WHAT IS REQUIRED »
Recast every line of the rows below as a numbered list, skipping any blank lines. Leave the pictures out of your answer.

- - -

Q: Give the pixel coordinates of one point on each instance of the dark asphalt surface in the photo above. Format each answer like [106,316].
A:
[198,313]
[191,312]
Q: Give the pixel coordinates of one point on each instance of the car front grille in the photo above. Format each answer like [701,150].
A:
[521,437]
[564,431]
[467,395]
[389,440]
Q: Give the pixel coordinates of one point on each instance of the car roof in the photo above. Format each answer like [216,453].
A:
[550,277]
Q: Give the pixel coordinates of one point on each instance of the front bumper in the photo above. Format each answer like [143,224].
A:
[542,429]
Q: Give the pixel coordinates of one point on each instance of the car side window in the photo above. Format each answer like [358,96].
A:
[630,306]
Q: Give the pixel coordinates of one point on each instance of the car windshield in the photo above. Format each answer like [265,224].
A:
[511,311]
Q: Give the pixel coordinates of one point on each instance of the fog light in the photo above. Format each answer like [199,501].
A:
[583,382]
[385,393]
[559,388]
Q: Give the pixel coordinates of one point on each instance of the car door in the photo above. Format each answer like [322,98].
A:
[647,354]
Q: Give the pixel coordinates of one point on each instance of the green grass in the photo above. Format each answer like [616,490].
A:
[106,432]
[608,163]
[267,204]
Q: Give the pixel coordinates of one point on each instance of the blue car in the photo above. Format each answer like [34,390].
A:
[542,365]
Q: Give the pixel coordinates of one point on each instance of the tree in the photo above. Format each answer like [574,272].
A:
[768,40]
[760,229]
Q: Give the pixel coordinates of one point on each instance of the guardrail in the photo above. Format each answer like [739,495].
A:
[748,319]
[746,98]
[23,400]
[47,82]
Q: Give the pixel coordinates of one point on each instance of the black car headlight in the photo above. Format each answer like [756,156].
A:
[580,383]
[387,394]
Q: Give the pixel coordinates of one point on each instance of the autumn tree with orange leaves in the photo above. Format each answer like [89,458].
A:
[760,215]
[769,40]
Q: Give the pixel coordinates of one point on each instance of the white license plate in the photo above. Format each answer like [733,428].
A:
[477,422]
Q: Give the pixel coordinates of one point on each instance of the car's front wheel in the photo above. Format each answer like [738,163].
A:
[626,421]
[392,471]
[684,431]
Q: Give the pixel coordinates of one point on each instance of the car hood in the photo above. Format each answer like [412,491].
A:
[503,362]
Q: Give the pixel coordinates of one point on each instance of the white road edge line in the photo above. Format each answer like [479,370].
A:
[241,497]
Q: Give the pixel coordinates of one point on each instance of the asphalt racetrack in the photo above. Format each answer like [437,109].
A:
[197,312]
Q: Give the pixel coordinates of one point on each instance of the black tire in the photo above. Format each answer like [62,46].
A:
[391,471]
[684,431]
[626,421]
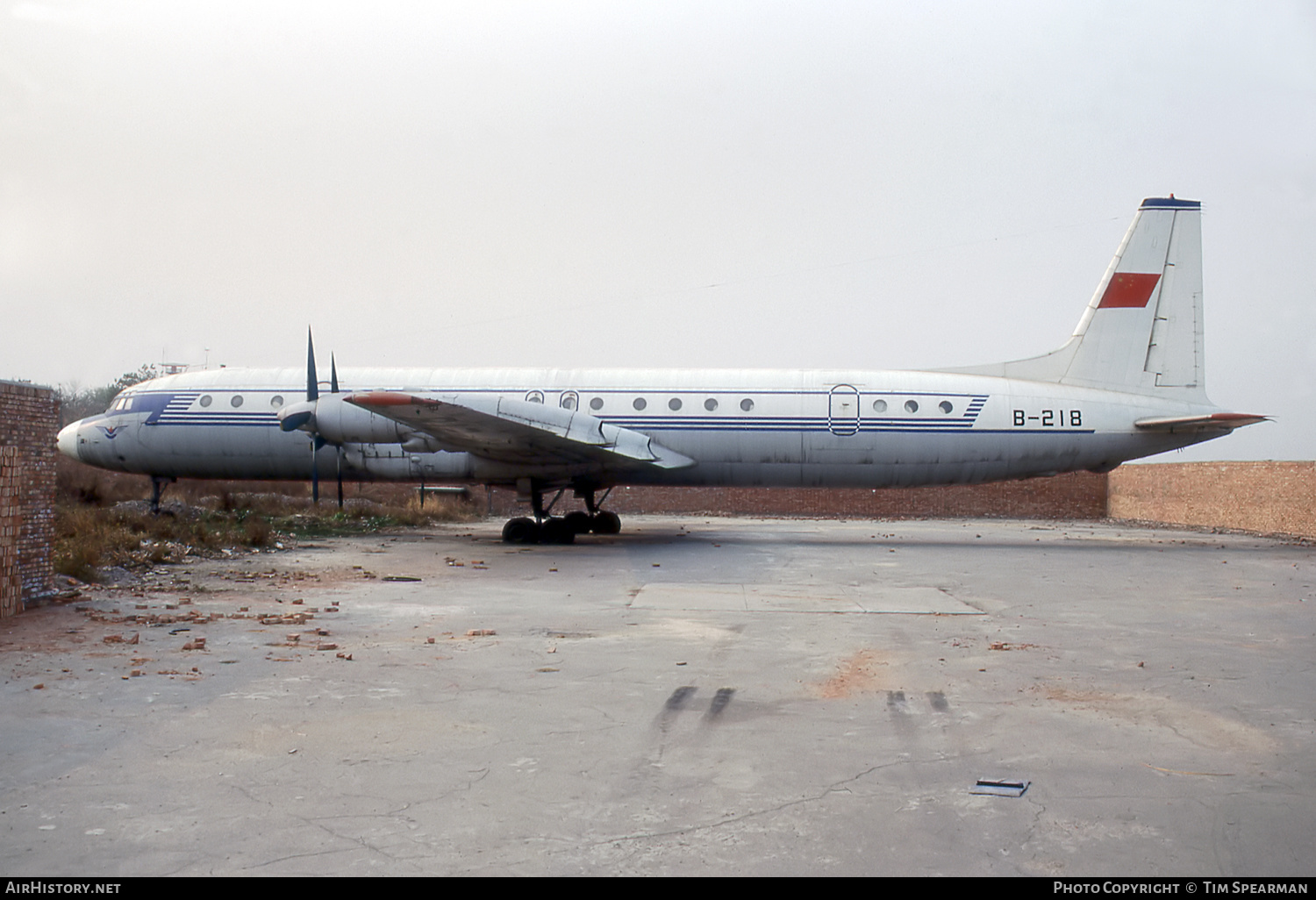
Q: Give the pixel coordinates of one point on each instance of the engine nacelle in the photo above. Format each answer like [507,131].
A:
[337,421]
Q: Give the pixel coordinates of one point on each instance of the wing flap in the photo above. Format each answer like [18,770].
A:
[1210,423]
[519,432]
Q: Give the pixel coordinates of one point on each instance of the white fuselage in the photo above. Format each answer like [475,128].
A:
[741,428]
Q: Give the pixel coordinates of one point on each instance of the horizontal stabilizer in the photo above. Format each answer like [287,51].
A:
[1212,423]
[520,432]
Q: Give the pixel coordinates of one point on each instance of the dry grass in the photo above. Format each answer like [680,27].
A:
[103,518]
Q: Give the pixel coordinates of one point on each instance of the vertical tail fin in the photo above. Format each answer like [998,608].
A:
[1141,331]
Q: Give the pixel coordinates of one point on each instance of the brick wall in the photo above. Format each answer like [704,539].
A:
[1270,497]
[1074,495]
[29,418]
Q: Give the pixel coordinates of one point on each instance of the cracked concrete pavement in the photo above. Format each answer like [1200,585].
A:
[692,696]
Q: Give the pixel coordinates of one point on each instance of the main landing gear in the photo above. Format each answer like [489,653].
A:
[552,529]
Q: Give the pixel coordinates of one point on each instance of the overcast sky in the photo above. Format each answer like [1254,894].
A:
[747,184]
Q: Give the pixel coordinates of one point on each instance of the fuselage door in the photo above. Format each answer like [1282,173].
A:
[844,410]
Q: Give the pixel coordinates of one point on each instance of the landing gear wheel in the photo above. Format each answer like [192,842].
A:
[578,521]
[605,523]
[520,531]
[557,531]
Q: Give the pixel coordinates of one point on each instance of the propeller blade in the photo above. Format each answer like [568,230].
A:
[312,387]
[339,457]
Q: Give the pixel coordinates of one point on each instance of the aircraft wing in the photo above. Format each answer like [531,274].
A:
[1210,423]
[520,432]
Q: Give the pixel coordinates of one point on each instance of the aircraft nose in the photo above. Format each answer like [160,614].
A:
[68,441]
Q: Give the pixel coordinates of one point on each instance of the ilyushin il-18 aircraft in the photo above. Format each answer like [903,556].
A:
[1128,383]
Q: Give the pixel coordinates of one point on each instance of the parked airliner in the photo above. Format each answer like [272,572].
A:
[1128,383]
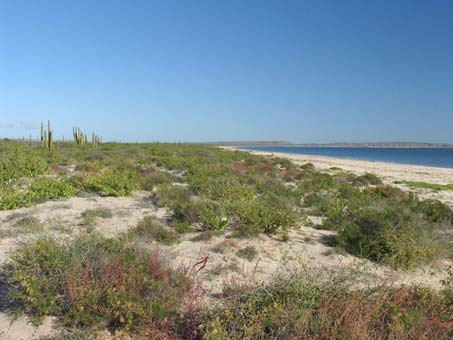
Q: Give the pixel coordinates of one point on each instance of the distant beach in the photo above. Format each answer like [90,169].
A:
[389,172]
[423,156]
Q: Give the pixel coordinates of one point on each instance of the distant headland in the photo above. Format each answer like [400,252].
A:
[338,144]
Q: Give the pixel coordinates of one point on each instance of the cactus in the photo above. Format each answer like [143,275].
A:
[50,139]
[79,136]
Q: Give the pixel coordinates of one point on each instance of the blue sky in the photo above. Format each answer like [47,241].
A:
[303,71]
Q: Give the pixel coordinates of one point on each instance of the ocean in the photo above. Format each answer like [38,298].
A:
[437,157]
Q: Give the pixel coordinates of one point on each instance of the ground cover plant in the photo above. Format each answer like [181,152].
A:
[425,185]
[95,280]
[214,189]
[126,284]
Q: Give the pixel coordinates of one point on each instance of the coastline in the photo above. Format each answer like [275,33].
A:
[388,172]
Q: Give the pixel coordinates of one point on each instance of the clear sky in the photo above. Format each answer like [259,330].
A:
[303,71]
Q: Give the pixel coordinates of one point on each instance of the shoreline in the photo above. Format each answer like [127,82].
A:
[388,172]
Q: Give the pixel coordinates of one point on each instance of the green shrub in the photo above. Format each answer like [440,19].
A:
[265,214]
[398,239]
[89,216]
[311,307]
[29,223]
[248,253]
[10,198]
[49,188]
[95,280]
[182,227]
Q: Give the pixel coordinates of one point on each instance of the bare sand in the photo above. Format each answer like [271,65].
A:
[306,246]
[388,172]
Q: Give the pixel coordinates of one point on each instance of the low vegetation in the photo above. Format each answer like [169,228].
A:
[125,284]
[96,280]
[425,185]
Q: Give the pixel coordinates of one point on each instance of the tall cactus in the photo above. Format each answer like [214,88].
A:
[50,132]
[79,136]
[42,135]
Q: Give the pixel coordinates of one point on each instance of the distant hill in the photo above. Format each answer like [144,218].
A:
[339,144]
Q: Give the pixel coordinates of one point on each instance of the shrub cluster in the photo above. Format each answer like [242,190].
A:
[95,280]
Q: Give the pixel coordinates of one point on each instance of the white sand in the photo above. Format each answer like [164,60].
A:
[388,172]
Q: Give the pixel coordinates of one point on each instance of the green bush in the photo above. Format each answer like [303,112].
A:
[264,213]
[95,280]
[49,188]
[313,307]
[11,198]
[248,253]
[112,182]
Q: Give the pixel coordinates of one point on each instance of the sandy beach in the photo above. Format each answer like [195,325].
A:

- - -

SOLUTION FOR THIS TASK »
1. Q: Give the pixel coordinates of one point on each instance of the dark asphalt surface in the photo above. Format each answer like [106,316].
2. A:
3. [198,313]
4. [191,312]
5. Q: Give the pixel coordinates of one point on each instance of the car front grille in the photo above. Format each answer like [701,150].
6. A:
7. [521,437]
8. [564,431]
9. [467,395]
10. [389,440]
11. Q: Give the pixel coordinates of one point on each instance of the car roof in the photo above. Format each answer like [216,453].
12. A:
13. [550,277]
14. Q: Give the pixel coordinates of one point on each instance of the front bumper in the photo above. Format each answer like [143,224].
15. A:
16. [542,429]
17. Q: Give the pixel coordinates of one point on each instance of the car side window in the photo above. Format each answer like [358,96].
18. A:
19. [630,306]
20. Q: Give the pixel coordinates of one point on each instance of the car windshield in the photo above. Format each answer like [265,224].
21. A:
22. [511,311]
23. Q: Give the pixel coordinates of one point on each instance of the fog light in the photo above. Format each answer like [199,501].
24. A:
25. [583,382]
26. [385,393]
27. [559,388]
28. Q: Give the pixel coordinates of one point on each instance of the car door in the photo above. Format each answer like [322,98].
29. A:
30. [647,354]
31. Q: Give the pixel coordinates of one point on each instance of the green grass in the photo above. Format each answer like [616,490].
32. A:
33. [106,432]
34. [608,163]
35. [267,204]
36. Q: Give the pixel coordinates of one point on each instance of the blue car in the photo above. Format each answer like [34,390].
37. A:
38. [542,365]
39. Q: Give the pixel coordinates of one point on each instance of the tree in the photo above. Format each answer like [574,272].
40. A:
41. [768,40]
42. [760,229]
43. Q: Give the pixel coordinates of one point on each instance of the guardrail in the photo above. Format each answer like [739,495].
44. A:
45. [748,319]
46. [746,98]
47. [23,400]
48. [47,82]
49. Q: Give the pixel coordinates of one point on each instance of the black car headlight in the photo above. Format each answer like [756,156].
50. A:
51. [580,383]
52. [387,394]
53. Q: Give the pixel coordinates of one point on each instance of the autumn tree with orange leaves in the photo above. Format each answer like [89,458].
54. A:
55. [760,215]
56. [769,40]
57. Q: Give the pixel coordinates of one point on each instance of the white license plate in the photo above. Format each answer like [733,428].
58. A:
59. [477,422]
60. Q: Give the pixel coordinates of one point on each instance of the car's front wheel in the photo above. Format each answer like [738,163].
61. A:
62. [626,421]
63. [392,471]
64. [684,431]
65. Q: Give the pixel coordinates of one point on each instance of the car hood in the photo above. Format each answer like [412,491].
66. A:
67. [503,362]
68. Q: Give the pixel coordinates of one point on each instance of the white road edge line in the photo above. Format each answer like [479,370].
69. A:
70. [241,497]
71. Q: Give the pixel coordinates of one point on each instance of the asphalt racetrack in the photo above. Format each answer like [437,109].
72. A:
73. [197,312]
74. Q: Give the pixel coordinates of one point on each instance of the black tire in the photo above. Format each answer like [62,46].
75. A:
76. [391,471]
77. [684,431]
78. [626,421]
79. Q: Give the pixel coordinates of one point on each instance of the engine nacelle in the photo above. Format each answer like [507,131].
80. A:
81. [337,421]
82. Q: Give the pixel coordinates of one point on each instance of the wing flap in the photo above. Format each answer like [18,770].
83. A:
84. [1210,423]
85. [519,432]
86. Q: Give the pixel coordinates of one point on each instance of the white fuselage in the photo above. Format each answer like [475,128].
87. A:
88. [741,428]
89. Q: Give the pixel coordinates of one point on each instance of the horizontal stabilizer in the photo above. Format each answer like [287,51].
90. A:
91. [1212,423]
92. [520,432]
93. Q: Give the pixel coordinates of one point on each instance of the dry grass in the photo above. Format each answer like [680,27].
94. A:
95. [103,518]
96. Q: Give the pixel coordinates of one point on each instance of the vertical tail fin in the photo above. Format each answer like [998,608].
97. A:
98. [1141,331]
99. Q: Give the pixel coordinates of one point on each instance of the brick wall in the photo above. Format each answer like [704,539].
100. A:
101. [1270,497]
102. [1074,495]
103. [29,418]
104. Q: Give the pixel coordinates of one point on each instance of the cracked concrete pavement in the photo above. Format each answer like [1200,585].
105. A:
106. [692,696]
107. Q: Give the pixel coordinates of one point on each instance of the main landing gear in the photo above. Format each answer like [489,653].
108. A:
109. [552,529]
110. Q: Give the pixel coordinates of one point on each instance of the overcast sky in the photo above. Format each answer like [1254,894].
111. A:
112. [747,184]
113. Q: Give the pixel coordinates of one point on each instance of the fuselage door in the photo above. Format each answer like [1282,173].
114. A:
115. [844,410]
116. Q: Give the pixel coordinates of one point on each instance of the landing gear wheel in the photo above. Format each answer like [192,842].
117. A:
118. [578,521]
119. [605,523]
120. [520,531]
121. [557,531]
122. Q: Give the pixel coordinates of one point on each instance of the propeller blade in the photo above. Format each answer like [568,230].
123. A:
124. [312,387]
125. [339,457]
126. Q: Give the pixel coordinates of one point on each instance of the aircraft wing in the photo above. Format each answer like [531,274].
127. A:
128. [1210,423]
129. [520,432]
130. Q: Give the pixel coordinates of one point on each instance of the aircraft nose in the photo above. Format each answer like [160,614].
131. A:
132. [68,441]
133. Q: Give the pixel coordinates of one point on each instance of the ilyushin il-18 aircraft in the photo above. Format each answer like [903,556].
134. A:
135. [1128,383]
136. Q: Give the pixel coordinates of one point on each instance of the parked airliner in the photo above. Format each answer like [272,572].
137. A:
138. [1128,383]
139. Q: Give the pixel coordinates of one point on each instance of the distant beach in the photo above. Format each answer like [90,169].
140. A:
141. [389,172]
142. [423,156]
143. Q: Give the pixel coordinates of one point on each instance of the distant headland in the photo above. Format each answer like [400,252].
144. A:
145. [338,144]
146. Q: Give the pixel coordinates of one point on each instance of the cactus in the photo above. Format each answer like [143,275].
147. A:
148. [50,139]
149. [79,136]
150. Q: Give the pixel coordinates of one point on each instance of the blue sky in the photo above. Format each answer like [47,241].
151. A:
152. [303,71]
153. Q: Give the pixel coordinates of one point on each instance of the ocean in the photo above. Format each answer like [38,298].
154. A:
155. [437,157]
156. Q: Give the pixel coordinates of one point on each instance of the ground cover plant in the photo above. Format each answer like [181,152].
157. A:
158. [425,185]
159. [95,280]
160. [214,189]
161. [126,284]
162. Q: Give the pixel coordinates of one point on each instance of the coastline in the photo above. Format each answer like [275,33].
163. A:
164. [388,172]
165. Q: Give the pixel coordinates of one point on each instance of the clear sky in the photo above. Format each answer like [259,330].
166. A:
167. [303,71]
168. Q: Give the pixel coordinates of one point on each instance of the shoreline in the photo above. Format each answer like [127,82].
169. A:
170. [388,172]
171. Q: Give the pixel coordinates of one point on each instance of the green shrub in the photo above. Format each answer like [440,19].
172. A:
173. [265,214]
174. [398,239]
175. [89,216]
176. [311,307]
177. [29,223]
178. [248,253]
179. [10,198]
180. [49,188]
181. [95,280]
182. [182,227]
183. Q: Give the pixel coordinates of one point on each instance of the bare sand in the photo above. Format each answer like [271,65].
184. A:
185. [306,246]
186. [388,172]
187. Q: Give the pixel coordinates of one point on each instance of the low vegetation in the photo above. Format each answer like [169,228].
188. A:
189. [125,284]
190. [96,280]
191. [425,185]
192. Q: Give the pixel coordinates of one point on each instance of the tall cactus in the photo above. Format each answer like [214,88].
193. A:
194. [50,132]
195. [79,136]
196. [42,135]
197. Q: Give the pixel coordinates of one point on each instance of the distant hill in the photo above. Format each answer like [144,218].
198. A:
199. [339,144]
200. Q: Give the pixel coordinates of one point on each instance of the shrub cluster in the photo above. Format each answer like [242,190].
201. A:
202. [95,280]
203. Q: Give the pixel coordinates of one point on each instance of the white sand in the photo above. Format each answer like [164,60].
204. A:
205. [388,172]
206. Q: Give the pixel coordinates of one point on each instance of the green bush in the photo above. Format each answer like [303,112].
207. A:
208. [264,213]
209. [95,280]
210. [49,188]
211. [313,307]
212. [11,198]
213. [248,253]
214. [112,182]
215. Q: Give the pixel coordinates of one point on each instance of the sandy beach in the photo above. Format each answer like [195,325].
216. A:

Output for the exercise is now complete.